• [Quoted passage]
- Presented by: Dr. Lendon Smith, M.D.
- Country of origin: United States

Production
- Running time: 5 minutes (3.5 minus commercials)

Original release
- Network: ABC
- Release: April 1967 – August 1969

= The Children's Doctor =

The Children's Doctor is an American daytime medical and parental advice program that ran on ABC for 3 years, from April 1967 to August 1969. It was produced at the studios of KGW-TV in Portland (an NBC affiliate; KATU was/is the market's ABC affiliate during this period) where the program was broadcast for a time locally before ABC picked it up for national broadcast.

==Series background==
The program was hosted by Dr. Lendon Smith M.D., who gave advice everyday on topics ranging from how to discipline children to proper nutrition and would feature young children and their parents in his shows. Each program would begin with Dr. Smith saying "Hello. Today I'd like to talk about..." before going into the topic of the day. Smith taped a total of 10 segments in two hours.

• [What to work on]
- A) Translate this sentence from the article on The Children's Doctor into Spanish: "Smith taped a total of 10 segments in two hours."
- B) Write the next few sentences of the article on The Children's Doctor, picking up after its final sentence.

• [Stored data]
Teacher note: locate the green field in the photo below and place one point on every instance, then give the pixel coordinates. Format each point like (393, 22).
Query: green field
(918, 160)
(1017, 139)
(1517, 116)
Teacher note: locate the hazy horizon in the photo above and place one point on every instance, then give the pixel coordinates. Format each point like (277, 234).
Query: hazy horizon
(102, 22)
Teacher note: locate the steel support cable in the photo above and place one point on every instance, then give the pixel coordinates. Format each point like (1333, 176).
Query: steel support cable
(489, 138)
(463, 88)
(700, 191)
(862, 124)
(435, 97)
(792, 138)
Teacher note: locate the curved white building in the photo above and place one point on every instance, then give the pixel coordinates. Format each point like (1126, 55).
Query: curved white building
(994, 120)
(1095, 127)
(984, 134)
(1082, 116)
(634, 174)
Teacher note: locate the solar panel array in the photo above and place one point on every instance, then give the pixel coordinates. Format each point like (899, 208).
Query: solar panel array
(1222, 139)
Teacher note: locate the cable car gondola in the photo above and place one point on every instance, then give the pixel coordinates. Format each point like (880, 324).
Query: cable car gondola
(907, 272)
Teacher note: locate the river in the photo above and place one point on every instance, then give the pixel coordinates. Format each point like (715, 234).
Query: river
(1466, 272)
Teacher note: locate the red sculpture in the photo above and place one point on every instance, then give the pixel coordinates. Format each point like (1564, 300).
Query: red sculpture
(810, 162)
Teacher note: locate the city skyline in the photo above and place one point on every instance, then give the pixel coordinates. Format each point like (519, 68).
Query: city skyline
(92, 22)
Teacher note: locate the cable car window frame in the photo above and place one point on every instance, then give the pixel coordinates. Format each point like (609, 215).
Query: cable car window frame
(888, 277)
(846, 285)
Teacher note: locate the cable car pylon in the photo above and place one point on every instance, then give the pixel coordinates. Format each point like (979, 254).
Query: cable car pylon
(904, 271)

• [Answers by task]
- A) Smith grabó un total de 10 segmentos en dos horas.

- B)
==Production notes==
Smith noted that at times that most of the children that appeared on the show would cause mischief both on and off-camera. He also used no scripts, relying on a few notes.

==Schedule==
When it debuted, it aired at 10:55 am, but in the winter of 1968 it was moved to 2:55 pm where it would be paired with another ABC program, The Baby Game. It would later be shuffled two more times, to 1:55 pm in the summer of 1968 and to 12:55 pm in the Winter of 1969 (in both cases following Funny You Should Ask), where it remained until it was cancelled in August of that year.